EXERCISES TO COMPLETE:
- 1) Rewrite the paragraph of the file compression passage that begins "In recent computer systems" as a short bulleted list that keeps its main facts.
- 2) Return the text of the file compression passage between "Individual blocks of" and "within the sub-block.", inclusive, word for word.

DOCUMENT PASSAGE:
--- Start ---
Individual blocks of data associated with a file are compressed into sub-blocks according to a compression type. For block compression type, an entire block of data is compressed and stored in the sub-block. For substream compression type, a block of data is first divided into multiple substreams that are each individually compressed and stored within the sub-block.

Description

    BACKGROUND
  • In recent computer systems, the amount of data stored within file systems is constantly increasing. For example, in a virtual machine based system, storing virtual machine images in a file system typically involves storing file sizes of 20 GB or more. Storing these files requires large storage subsystems, which are both expensive and inefficient to maintain. To reduce the storage footprint of a large file, prior art file systems perform, when possible, compression operations on the entire file. One drawback to this compression technique is that when any input/output (IO) operation is to be performed on a small portion of the file, the entire file is decompressed and then recompressed. Because the IO penalty and the processing penalty of a compression operation is proportional to the amount of data being compressed or decompressed, decompression and recompression of an entire file to access only a small portion of the file is extremely inefficient.
--- End ---
DATASET RECORDS:
--- Start ---
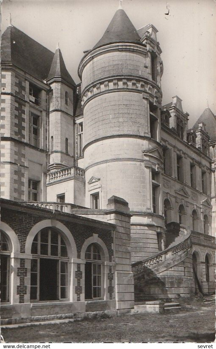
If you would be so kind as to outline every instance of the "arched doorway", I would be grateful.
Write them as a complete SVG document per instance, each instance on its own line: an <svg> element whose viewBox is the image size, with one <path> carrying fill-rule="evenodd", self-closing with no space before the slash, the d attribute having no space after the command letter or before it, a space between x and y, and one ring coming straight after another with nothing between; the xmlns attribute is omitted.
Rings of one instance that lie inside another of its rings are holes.
<svg viewBox="0 0 216 349"><path fill-rule="evenodd" d="M1 230L0 236L0 265L1 280L0 291L1 302L9 302L10 248L6 234Z"/></svg>
<svg viewBox="0 0 216 349"><path fill-rule="evenodd" d="M61 232L53 227L41 229L31 246L30 299L68 299L68 258Z"/></svg>
<svg viewBox="0 0 216 349"><path fill-rule="evenodd" d="M85 299L101 298L102 265L99 247L91 244L86 249L85 258Z"/></svg>
<svg viewBox="0 0 216 349"><path fill-rule="evenodd" d="M201 281L199 270L198 268L198 255L197 252L194 252L192 256L193 263L193 271L195 285L195 293L197 293L199 291L202 294L203 291L201 284Z"/></svg>

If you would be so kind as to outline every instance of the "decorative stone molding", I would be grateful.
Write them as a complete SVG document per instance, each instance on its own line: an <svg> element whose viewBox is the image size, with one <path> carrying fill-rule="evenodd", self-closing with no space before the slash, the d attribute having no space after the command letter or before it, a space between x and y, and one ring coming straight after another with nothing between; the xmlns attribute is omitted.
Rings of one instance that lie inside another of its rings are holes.
<svg viewBox="0 0 216 349"><path fill-rule="evenodd" d="M97 81L93 84L87 87L82 93L81 105L83 107L88 101L94 97L105 93L117 91L136 90L136 92L142 92L143 98L150 98L155 105L159 106L161 103L162 93L161 89L154 82L148 79L137 78L134 79L132 77L127 78L119 76L114 80L110 78Z"/></svg>

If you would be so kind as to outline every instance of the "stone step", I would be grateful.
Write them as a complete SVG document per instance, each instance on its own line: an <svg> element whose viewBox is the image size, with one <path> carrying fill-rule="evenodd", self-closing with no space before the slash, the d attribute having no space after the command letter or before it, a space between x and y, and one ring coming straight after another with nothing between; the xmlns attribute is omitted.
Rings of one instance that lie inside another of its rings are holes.
<svg viewBox="0 0 216 349"><path fill-rule="evenodd" d="M172 302L172 303L165 303L164 304L164 308L171 308L173 307L179 307L180 306L180 304L179 303L174 303L174 302Z"/></svg>
<svg viewBox="0 0 216 349"><path fill-rule="evenodd" d="M181 309L181 306L167 307L164 308L165 313L178 313Z"/></svg>

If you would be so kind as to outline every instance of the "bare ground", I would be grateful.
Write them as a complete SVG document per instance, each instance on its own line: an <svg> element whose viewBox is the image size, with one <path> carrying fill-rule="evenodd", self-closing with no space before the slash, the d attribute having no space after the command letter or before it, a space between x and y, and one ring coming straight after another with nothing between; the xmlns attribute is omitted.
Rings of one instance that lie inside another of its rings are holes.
--- End ---
RESPONSES TO THE EXERCISE:
- 1)
- File systems keep storing more and more data.
- Virtual machine images, for example, usually mean files of 20 GB or more.
- Holding such files needs large storage subsystems that are costly and inefficient to maintain.
- To save space, older file systems compress the whole file when they can.
- The drawback: any input/output operation on a small part of the file forces the entire file to be decompressed and then recompressed.
- Since the input/output and processing costs grow with the amount of data handled, this is extremely inefficient for reaching only a small portion of a file.

- 2)
Individual blocks of data associated with a file are compressed into sub-blocks according to a compression type. For block compression type, an entire block of data is compressed and stored in the sub-block. For substream compression type, a block of data is first divided into multiple substreams that are each individually compressed and stored within the sub-block.